- Written exercise:
List every line in the material below that contains the string "porch", treating uppercase and lowercase as different.

** Begin Source records **

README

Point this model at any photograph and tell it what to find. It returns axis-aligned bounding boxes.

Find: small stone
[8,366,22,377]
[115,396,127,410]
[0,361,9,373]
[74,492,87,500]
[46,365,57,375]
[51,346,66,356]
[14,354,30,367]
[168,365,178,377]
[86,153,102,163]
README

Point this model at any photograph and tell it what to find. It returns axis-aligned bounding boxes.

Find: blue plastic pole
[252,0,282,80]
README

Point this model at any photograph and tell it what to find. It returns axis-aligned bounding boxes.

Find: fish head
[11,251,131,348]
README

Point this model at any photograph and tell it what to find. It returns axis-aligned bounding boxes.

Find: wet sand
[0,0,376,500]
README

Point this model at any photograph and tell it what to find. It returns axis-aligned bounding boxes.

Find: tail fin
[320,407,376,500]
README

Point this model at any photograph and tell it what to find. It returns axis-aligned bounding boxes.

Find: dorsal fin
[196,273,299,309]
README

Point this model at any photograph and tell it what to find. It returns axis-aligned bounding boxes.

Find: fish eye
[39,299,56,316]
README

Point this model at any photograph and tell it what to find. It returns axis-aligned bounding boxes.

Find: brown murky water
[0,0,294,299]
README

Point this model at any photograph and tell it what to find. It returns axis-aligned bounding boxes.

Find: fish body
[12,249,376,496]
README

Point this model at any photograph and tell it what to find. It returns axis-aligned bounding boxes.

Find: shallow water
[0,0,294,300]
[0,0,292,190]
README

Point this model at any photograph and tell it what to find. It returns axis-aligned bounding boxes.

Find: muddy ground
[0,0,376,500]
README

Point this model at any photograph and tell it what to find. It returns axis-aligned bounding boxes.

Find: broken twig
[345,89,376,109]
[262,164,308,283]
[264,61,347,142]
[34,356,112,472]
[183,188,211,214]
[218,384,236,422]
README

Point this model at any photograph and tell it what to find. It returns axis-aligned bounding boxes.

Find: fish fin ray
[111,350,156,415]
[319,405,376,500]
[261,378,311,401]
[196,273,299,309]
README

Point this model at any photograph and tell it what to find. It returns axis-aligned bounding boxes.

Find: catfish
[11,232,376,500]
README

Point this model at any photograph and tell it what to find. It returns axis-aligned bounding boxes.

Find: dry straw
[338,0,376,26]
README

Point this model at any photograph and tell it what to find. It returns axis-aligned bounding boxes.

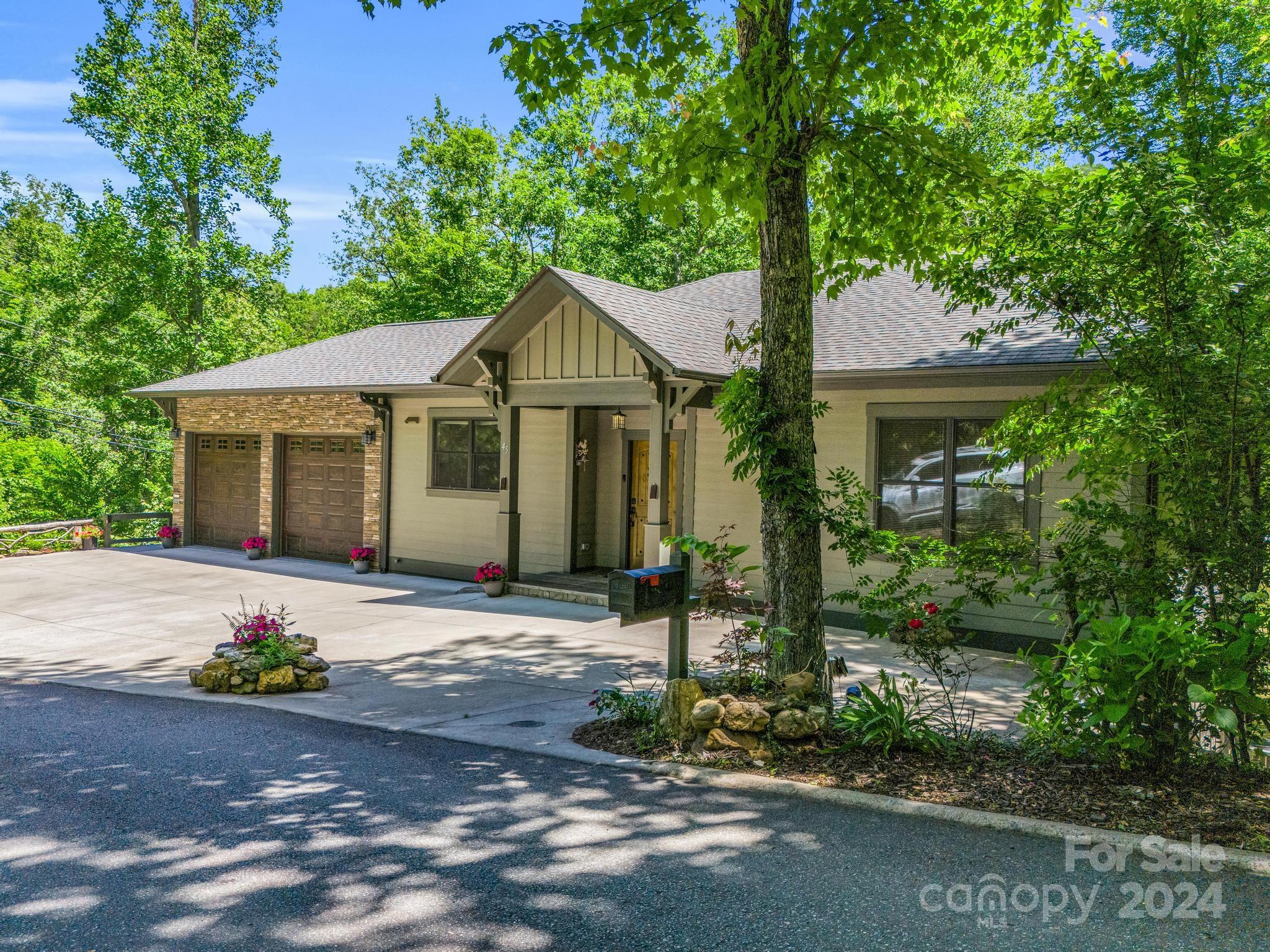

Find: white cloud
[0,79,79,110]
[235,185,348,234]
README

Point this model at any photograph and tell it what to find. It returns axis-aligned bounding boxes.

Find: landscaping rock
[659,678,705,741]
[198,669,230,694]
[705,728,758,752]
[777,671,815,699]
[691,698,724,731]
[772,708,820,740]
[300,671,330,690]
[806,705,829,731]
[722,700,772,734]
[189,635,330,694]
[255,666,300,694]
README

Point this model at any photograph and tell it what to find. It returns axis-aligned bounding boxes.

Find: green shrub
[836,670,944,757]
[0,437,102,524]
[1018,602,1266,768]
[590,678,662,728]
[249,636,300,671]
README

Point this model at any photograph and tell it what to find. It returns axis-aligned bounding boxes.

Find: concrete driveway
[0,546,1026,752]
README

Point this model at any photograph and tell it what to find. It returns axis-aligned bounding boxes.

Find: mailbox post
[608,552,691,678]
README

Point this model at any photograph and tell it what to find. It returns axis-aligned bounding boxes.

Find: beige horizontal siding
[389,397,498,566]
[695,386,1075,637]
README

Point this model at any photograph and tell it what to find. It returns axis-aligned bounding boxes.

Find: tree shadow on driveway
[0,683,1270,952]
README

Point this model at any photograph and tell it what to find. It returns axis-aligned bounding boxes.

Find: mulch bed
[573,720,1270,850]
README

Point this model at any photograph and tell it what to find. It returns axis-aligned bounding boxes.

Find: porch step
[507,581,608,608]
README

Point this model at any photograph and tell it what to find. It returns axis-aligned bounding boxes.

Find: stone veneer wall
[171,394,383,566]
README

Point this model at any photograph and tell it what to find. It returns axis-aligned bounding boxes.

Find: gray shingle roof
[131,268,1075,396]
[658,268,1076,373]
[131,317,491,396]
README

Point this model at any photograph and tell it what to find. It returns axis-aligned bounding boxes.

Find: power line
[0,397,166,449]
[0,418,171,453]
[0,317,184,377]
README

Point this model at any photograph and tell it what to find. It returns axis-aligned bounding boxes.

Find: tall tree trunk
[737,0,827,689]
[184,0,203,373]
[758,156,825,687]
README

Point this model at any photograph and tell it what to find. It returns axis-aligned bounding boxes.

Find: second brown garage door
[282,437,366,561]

** End Source records **
** Begin Source records **

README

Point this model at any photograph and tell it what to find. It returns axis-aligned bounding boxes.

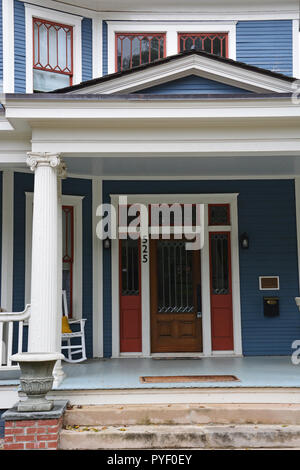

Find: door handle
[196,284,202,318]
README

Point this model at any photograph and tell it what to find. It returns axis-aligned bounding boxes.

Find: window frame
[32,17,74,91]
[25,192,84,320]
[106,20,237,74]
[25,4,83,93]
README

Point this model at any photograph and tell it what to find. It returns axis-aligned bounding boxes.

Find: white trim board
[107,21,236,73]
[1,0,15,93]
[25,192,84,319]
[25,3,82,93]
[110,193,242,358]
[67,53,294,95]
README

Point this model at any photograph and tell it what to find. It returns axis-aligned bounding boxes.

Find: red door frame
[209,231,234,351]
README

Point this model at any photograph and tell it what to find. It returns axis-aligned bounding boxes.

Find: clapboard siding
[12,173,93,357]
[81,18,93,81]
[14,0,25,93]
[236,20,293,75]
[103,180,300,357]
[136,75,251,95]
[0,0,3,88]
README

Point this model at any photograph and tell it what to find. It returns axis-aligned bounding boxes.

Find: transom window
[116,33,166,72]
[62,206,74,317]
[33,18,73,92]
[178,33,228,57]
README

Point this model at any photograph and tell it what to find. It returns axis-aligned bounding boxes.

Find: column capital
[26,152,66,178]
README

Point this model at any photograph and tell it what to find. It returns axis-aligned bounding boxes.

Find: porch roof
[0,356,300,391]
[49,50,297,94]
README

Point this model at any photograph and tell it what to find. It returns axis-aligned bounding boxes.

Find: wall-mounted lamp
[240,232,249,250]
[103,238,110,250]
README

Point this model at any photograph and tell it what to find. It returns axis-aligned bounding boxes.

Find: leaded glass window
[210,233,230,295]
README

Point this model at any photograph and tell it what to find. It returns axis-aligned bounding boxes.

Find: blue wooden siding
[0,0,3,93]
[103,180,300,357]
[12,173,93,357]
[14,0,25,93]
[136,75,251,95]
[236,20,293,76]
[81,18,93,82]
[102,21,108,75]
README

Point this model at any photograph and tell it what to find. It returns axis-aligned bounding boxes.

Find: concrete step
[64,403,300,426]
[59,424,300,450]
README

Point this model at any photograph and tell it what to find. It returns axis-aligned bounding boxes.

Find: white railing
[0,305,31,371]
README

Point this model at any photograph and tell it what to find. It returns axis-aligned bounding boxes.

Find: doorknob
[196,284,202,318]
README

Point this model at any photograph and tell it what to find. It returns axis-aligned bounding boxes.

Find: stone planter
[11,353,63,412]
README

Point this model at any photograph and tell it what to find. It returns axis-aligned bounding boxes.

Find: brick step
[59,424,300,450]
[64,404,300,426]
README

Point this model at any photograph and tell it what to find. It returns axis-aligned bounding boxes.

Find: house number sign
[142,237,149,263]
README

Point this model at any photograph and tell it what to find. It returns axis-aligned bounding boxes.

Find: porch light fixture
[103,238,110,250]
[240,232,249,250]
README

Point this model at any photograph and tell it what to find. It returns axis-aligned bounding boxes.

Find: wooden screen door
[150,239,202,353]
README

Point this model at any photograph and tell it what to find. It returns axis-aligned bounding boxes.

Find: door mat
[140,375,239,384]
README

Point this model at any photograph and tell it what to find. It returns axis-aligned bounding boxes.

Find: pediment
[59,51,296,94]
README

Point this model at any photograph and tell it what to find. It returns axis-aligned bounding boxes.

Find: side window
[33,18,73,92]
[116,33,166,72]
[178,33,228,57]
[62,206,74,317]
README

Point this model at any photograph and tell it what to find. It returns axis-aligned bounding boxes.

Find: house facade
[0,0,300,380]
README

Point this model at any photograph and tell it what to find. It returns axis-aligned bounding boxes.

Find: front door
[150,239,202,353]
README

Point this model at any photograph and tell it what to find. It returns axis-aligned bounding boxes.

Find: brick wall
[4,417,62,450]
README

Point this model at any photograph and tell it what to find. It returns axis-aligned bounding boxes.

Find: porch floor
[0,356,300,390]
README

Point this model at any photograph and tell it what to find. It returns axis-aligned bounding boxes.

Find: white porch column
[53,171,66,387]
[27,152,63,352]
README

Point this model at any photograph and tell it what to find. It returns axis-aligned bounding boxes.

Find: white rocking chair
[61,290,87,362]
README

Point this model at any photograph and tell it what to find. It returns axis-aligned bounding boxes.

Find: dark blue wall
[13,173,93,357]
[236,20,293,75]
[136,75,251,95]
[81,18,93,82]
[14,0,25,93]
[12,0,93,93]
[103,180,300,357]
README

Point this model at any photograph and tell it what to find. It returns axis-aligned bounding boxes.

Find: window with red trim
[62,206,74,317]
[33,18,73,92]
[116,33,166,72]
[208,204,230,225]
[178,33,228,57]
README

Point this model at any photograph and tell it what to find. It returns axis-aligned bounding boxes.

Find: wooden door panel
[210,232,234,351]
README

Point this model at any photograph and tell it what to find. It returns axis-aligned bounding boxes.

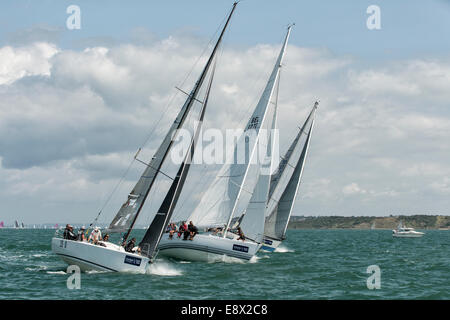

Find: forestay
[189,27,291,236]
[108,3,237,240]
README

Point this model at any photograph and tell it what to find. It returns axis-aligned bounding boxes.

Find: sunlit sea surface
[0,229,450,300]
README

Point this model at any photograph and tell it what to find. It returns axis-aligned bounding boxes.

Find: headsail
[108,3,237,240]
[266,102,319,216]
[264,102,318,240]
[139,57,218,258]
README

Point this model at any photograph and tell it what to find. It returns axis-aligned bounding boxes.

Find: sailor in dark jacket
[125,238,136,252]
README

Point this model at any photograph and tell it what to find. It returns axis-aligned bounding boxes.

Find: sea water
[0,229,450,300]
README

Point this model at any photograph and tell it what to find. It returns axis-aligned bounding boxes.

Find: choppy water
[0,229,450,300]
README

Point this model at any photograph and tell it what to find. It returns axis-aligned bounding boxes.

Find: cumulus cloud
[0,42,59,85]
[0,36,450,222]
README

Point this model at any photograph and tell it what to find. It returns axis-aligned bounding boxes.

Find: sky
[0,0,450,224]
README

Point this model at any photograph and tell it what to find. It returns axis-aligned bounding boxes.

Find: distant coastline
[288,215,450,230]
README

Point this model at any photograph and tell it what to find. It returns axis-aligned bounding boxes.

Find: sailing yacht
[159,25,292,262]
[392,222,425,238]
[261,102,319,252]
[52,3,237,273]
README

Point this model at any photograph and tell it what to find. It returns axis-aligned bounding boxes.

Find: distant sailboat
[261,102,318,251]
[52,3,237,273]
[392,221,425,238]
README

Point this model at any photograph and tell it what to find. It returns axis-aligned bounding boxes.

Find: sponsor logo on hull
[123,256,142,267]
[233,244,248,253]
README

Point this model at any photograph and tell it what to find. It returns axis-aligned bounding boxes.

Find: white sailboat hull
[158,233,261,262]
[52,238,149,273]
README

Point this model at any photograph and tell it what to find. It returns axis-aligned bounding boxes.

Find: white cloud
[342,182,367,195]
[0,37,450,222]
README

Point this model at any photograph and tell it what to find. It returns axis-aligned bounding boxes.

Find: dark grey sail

** End Source records **

- Task answer:
Find: porch step
Find: porch roof
Find: porch light fixture
Find: porch floor
Find: white porch column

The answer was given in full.